- _TEXT SECTION_:
:::::

Two Chinatown homeless shelters scrapped. A labor dispute likely nixed one.

The large eight-story building on the corner of Grand Street and Bowery in Manhattan’s Chinatown was supposed to have re-opened later this month as a homeless shelter offering private rooms and medical services to nearly 100 homeless people living on the streets and in public spaces .

But three weeks before its debut, set for May 23, Mayor Eric Adams’ administration abruptly canceled those plans, according to the shelter’s would-be operator, Housing Works.

Adams’ spokespeople did not say why the city changed course at the last minute, although the scuttling of this deal and the cancellation of another shelter proposed for Chinatown stands at odds with the mayor’s pledge to open more specialized shelters to help move unhoused New Yorkers indoors . These and a third shelter proposed for the neighborhood have drawn fierce opposition from the local community. Some of those involved in the process said a labor dispute was the likely cause of the cancellation of the proposed shelter at 231 Grand St., which was once known as the Best Western Bowery Hanbee Hotel.

At the center of this dispute is a contract between the property owner and the Hotel Trades Council, said Rich Maroko, president of the New York Hotel and Gaming Trades Council, a powerful union and an ally of Adams. If the hotel is sold or the building changes its use, he said, a provision in the union contract requires the new owner or management to hire the union’s workers, two dozen of whom were employed at the hotel before it closed in 2019. Housing Works would also have had to honor the terms of the union contract, which expires in 2026.

:::::

Natural language descriptions of regions
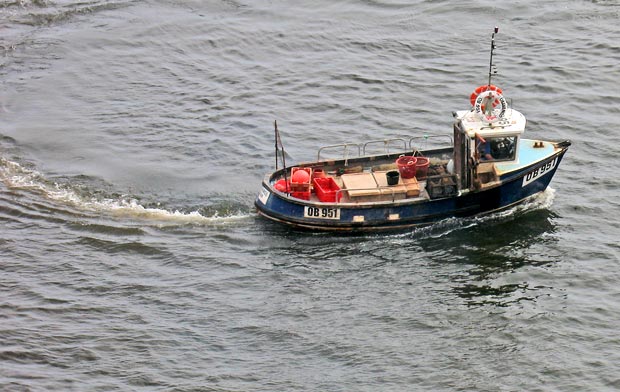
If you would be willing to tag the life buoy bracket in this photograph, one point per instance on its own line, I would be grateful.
(489, 113)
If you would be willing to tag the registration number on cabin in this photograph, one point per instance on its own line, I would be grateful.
(539, 172)
(321, 212)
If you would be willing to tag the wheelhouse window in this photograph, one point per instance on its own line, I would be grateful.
(497, 148)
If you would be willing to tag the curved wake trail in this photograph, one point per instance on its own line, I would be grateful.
(16, 176)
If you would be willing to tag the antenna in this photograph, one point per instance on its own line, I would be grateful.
(492, 69)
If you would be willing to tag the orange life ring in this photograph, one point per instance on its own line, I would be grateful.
(481, 89)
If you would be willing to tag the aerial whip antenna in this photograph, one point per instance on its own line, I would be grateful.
(492, 69)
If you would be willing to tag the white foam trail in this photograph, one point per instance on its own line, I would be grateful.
(18, 177)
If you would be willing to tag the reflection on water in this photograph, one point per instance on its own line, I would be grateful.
(500, 258)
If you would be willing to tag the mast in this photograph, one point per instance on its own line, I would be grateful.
(492, 69)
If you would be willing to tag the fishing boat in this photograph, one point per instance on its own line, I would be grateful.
(483, 166)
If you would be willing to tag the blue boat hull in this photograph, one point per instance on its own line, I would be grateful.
(513, 188)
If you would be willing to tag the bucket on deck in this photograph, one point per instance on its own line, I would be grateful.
(421, 167)
(392, 177)
(406, 166)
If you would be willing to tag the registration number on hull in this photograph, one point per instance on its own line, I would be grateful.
(539, 172)
(321, 212)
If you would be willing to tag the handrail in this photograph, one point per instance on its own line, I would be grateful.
(361, 148)
(346, 149)
(386, 144)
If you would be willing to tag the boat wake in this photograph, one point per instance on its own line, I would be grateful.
(16, 176)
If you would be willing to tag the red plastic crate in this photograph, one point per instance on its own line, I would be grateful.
(300, 186)
(326, 189)
(301, 195)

:::::

- _PROBLEMS AND TASKS_:
[1] In the shelter article, which organization was set to operate the shelter at Grand Street and Bowery?
[2] Return the passage of the shelter article that begins at the words "The large eight-story" and stops after "operator, Housing Works.".
[3] List every calendar date and year that the shelter article mentions.
The rows have no connection to the shelter article.

- _EXPECTED RESULTS_:
[1] Housing Works

[2]
The large eight-story building on the corner of Grand Street and Bowery in Manhattan’s Chinatown was supposed to have re-opened later this month as a homeless shelter offering private rooms and medical services to nearly 100 homeless people living on the streets and in public spaces .

But three weeks before its debut, set for May 23, Mayor Eric Adams’ administration abruptly canceled those plans, according to the shelter’s would-be operator, Housing Works.

[3] May 23, 2019, 2026